• _Objective_: Put the lines of the items below into a numbered list, starting at the line that contains "For the dataset, pick out the double" and running through the end of the items, with both ends included. Leave out any blank lines.

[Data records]
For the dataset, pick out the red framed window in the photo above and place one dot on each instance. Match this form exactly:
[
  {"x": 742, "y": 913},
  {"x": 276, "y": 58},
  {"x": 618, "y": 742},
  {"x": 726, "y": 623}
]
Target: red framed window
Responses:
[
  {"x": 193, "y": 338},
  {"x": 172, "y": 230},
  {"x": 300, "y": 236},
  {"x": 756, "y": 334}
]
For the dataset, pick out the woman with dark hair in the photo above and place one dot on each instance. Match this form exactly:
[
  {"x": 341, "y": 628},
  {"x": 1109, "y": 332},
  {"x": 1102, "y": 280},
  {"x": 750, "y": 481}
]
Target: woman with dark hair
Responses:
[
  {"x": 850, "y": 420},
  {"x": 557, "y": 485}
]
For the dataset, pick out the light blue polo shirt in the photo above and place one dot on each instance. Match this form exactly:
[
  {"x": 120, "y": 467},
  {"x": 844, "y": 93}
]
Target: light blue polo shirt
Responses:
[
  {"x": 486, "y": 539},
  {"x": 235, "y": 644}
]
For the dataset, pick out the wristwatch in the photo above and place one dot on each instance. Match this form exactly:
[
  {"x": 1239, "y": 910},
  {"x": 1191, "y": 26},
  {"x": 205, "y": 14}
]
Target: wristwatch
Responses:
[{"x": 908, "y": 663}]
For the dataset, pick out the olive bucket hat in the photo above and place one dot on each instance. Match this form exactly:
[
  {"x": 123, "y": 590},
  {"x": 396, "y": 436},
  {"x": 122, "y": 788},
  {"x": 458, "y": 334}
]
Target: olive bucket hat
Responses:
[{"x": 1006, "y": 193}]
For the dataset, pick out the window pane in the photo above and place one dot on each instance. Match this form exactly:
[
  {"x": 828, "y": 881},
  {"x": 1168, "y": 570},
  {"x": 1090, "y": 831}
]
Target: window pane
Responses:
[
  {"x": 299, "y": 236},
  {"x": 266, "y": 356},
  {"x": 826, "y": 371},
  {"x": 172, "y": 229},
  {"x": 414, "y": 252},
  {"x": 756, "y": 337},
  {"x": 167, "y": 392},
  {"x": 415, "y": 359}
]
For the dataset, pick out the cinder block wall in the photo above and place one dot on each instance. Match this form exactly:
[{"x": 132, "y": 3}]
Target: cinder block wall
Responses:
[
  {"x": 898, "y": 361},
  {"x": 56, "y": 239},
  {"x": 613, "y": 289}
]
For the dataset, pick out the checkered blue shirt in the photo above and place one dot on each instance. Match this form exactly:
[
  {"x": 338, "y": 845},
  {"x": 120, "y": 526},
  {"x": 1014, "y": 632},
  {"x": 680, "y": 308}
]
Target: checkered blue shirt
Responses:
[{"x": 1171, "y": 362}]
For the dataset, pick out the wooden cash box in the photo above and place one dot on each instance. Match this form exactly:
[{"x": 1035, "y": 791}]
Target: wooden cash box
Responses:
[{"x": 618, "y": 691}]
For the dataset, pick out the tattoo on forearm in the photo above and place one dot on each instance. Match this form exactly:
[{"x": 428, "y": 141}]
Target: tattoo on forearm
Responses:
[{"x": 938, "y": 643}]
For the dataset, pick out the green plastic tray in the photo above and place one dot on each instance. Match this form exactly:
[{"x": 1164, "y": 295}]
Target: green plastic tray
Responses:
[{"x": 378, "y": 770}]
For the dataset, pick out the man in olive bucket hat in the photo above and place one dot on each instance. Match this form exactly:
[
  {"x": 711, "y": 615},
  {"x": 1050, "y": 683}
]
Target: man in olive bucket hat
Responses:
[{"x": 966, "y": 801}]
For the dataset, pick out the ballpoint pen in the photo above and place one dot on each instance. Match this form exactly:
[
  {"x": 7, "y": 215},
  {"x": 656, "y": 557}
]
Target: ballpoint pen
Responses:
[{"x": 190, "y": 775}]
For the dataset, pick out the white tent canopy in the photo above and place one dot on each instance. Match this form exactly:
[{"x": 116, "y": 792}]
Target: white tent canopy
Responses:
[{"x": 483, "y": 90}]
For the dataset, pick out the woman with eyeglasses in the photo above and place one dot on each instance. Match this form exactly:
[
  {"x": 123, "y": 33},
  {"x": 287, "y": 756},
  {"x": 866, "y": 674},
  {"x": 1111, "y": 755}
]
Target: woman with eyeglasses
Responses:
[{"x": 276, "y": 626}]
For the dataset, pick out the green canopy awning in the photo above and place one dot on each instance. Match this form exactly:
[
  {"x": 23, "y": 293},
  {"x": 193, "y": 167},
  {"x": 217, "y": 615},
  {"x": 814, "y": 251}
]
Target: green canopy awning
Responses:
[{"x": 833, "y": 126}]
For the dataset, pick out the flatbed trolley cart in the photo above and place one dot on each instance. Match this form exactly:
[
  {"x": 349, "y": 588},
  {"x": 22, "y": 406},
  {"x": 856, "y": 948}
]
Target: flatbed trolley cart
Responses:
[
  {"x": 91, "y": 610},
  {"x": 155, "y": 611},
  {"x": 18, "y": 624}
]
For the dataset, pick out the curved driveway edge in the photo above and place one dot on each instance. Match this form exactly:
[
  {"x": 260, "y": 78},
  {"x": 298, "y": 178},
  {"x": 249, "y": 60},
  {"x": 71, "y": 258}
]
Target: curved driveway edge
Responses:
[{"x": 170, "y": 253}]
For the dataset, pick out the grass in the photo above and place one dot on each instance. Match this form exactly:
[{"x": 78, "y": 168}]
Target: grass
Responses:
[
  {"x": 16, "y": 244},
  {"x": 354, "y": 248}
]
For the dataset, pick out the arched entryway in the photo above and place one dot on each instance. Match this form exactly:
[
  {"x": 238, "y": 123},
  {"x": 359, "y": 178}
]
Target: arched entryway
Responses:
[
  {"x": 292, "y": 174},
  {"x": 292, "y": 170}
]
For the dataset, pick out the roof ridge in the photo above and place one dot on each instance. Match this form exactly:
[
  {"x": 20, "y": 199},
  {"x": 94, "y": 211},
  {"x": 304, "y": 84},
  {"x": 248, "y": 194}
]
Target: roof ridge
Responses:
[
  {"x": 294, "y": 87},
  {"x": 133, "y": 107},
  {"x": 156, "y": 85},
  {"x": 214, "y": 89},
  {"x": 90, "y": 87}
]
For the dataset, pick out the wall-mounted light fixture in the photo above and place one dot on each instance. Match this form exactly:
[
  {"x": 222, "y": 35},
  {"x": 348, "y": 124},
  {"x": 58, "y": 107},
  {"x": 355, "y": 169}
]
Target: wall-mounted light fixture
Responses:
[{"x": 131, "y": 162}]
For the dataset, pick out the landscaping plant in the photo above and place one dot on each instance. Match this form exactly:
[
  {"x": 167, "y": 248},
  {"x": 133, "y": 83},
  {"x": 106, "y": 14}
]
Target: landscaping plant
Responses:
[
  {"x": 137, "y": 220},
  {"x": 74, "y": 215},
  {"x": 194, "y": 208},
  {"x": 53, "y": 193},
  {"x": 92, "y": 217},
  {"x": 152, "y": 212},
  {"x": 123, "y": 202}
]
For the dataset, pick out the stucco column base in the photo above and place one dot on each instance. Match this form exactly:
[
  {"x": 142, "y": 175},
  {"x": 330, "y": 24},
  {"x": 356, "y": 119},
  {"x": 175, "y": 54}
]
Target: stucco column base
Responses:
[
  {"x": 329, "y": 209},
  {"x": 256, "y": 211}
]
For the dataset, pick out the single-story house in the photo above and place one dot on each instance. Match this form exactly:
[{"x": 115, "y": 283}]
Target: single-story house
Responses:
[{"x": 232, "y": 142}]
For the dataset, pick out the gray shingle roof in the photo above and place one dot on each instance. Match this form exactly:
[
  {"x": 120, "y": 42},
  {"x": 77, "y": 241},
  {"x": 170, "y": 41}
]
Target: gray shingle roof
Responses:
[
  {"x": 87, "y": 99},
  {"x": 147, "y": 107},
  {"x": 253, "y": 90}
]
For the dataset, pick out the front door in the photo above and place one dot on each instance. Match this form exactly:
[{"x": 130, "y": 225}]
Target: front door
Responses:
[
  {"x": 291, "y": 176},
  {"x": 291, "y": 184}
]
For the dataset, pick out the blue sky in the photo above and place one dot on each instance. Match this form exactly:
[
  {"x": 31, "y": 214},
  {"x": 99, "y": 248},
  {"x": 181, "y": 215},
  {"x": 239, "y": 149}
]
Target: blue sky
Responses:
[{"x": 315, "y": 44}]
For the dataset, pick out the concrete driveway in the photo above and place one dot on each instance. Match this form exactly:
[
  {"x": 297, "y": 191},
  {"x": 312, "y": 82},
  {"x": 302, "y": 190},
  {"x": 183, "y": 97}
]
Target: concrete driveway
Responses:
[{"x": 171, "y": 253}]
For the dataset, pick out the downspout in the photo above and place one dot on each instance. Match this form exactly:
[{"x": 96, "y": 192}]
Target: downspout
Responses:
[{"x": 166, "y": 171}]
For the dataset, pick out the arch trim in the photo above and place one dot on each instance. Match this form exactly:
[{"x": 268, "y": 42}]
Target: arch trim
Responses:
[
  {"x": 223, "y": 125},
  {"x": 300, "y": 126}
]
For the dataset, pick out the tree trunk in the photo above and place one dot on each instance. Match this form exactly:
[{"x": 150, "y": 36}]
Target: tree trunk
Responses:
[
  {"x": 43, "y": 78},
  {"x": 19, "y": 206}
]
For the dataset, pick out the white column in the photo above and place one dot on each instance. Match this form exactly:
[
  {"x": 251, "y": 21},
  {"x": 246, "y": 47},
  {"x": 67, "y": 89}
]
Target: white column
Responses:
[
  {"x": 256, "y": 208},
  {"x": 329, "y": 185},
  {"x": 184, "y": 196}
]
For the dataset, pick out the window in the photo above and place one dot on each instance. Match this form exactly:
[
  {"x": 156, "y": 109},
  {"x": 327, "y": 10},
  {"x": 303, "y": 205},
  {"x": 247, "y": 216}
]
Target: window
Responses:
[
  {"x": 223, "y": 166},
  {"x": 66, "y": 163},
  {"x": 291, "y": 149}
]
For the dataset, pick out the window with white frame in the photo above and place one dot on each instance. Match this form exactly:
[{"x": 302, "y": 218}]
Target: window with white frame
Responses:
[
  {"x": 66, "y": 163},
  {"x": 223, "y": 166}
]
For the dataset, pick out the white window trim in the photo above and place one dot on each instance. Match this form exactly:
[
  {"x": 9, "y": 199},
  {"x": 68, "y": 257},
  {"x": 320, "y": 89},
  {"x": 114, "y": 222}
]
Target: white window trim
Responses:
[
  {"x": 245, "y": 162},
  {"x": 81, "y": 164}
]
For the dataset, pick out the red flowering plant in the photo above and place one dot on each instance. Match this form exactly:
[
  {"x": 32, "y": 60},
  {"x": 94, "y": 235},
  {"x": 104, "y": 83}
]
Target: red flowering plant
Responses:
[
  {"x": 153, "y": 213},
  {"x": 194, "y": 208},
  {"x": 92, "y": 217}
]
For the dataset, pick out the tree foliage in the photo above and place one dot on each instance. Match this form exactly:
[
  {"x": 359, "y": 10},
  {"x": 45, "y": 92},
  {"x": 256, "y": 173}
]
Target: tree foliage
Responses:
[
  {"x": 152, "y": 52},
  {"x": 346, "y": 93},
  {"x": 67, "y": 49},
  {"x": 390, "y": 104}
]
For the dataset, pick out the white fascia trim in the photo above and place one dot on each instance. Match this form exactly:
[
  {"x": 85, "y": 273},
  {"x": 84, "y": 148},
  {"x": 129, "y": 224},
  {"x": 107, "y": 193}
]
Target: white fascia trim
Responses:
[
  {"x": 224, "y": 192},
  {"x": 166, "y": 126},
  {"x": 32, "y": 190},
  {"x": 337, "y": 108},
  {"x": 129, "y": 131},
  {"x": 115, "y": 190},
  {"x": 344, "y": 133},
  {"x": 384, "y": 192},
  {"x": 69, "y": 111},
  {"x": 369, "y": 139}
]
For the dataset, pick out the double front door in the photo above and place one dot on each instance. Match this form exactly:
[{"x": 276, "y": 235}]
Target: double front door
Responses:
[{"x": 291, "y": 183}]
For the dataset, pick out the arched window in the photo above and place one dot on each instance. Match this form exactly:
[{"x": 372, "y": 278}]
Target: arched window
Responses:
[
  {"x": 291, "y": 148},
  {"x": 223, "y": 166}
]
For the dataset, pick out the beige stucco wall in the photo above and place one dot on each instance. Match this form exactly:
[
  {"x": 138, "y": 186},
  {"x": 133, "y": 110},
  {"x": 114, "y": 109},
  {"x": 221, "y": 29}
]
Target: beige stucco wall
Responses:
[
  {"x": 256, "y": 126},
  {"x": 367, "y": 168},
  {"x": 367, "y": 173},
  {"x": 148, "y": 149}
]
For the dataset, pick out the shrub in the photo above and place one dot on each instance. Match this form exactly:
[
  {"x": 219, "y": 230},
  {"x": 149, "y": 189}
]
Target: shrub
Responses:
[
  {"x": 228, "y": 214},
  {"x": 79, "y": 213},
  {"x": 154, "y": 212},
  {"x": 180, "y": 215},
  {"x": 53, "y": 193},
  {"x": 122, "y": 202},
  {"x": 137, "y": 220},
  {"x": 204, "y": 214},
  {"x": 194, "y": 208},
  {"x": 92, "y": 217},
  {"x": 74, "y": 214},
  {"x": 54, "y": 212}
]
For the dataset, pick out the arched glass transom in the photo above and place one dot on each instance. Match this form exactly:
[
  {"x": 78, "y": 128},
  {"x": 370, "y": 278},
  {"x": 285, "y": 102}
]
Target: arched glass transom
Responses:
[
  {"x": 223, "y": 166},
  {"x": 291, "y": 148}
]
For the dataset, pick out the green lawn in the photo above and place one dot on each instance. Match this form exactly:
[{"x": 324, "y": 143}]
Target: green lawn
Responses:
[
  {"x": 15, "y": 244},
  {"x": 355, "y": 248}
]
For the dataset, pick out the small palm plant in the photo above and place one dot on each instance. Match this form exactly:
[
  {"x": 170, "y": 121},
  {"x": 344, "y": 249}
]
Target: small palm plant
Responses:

• _Right answer_:
1. For the dataset, pick out the double front door in the photo above and place one dot on each instance. Match this form exactly:
2. [{"x": 276, "y": 235}]
3. Target: double front door
4. Responses:
5. [{"x": 291, "y": 183}]
6. For the dataset, pick out the arched window in the photo above and place one dot on each instance. Match this form exactly:
7. [{"x": 372, "y": 278}]
8. Target: arched window
9. Responses:
10. [
11.   {"x": 291, "y": 148},
12.   {"x": 223, "y": 166}
13. ]
14. For the dataset, pick out the beige stucco wall in the photo above and place one dot on each instance. Match this form exactly:
15. [
16.   {"x": 138, "y": 186},
17.   {"x": 133, "y": 110},
18.   {"x": 114, "y": 109},
19.   {"x": 221, "y": 29}
20. ]
21. Target: beige stucco wall
22. Responses:
23. [
24.   {"x": 256, "y": 126},
25.   {"x": 367, "y": 168},
26.   {"x": 367, "y": 173},
27.   {"x": 148, "y": 149}
28. ]
29. For the dataset, pick out the shrub in the photo above and place one dot on each instance. Match this form exactly:
30. [
31.   {"x": 219, "y": 230},
32.   {"x": 149, "y": 189}
33. ]
34. Target: shrub
35. Responses:
36. [
37.   {"x": 228, "y": 214},
38.   {"x": 79, "y": 213},
39.   {"x": 154, "y": 212},
40.   {"x": 180, "y": 215},
41.   {"x": 53, "y": 193},
42.   {"x": 122, "y": 202},
43.   {"x": 137, "y": 220},
44.   {"x": 204, "y": 214},
45.   {"x": 194, "y": 208},
46.   {"x": 92, "y": 217},
47.   {"x": 74, "y": 214},
48.   {"x": 54, "y": 212}
49. ]
50. For the dataset, pick out the arched glass transom in the photo above and place one dot on each instance. Match this form exactly:
51. [
52.   {"x": 78, "y": 128},
53.   {"x": 370, "y": 278},
54.   {"x": 285, "y": 102}
55. ]
56. Target: arched glass transom
57. Responses:
58. [
59.   {"x": 223, "y": 166},
60.   {"x": 291, "y": 148}
61. ]
62. For the dataset, pick out the green lawn in the photo above and place one dot on each instance. Match this form exactly:
63. [{"x": 324, "y": 143}]
64. Target: green lawn
65. Responses:
66. [
67.   {"x": 15, "y": 244},
68.   {"x": 355, "y": 248}
69. ]
70. For the dataset, pick out the small palm plant in the photo above and place one dot on each instance. Match this form exactly:
71. [
72.   {"x": 170, "y": 121},
73.   {"x": 344, "y": 249}
74. ]
75. Target: small palm plant
76. Responses:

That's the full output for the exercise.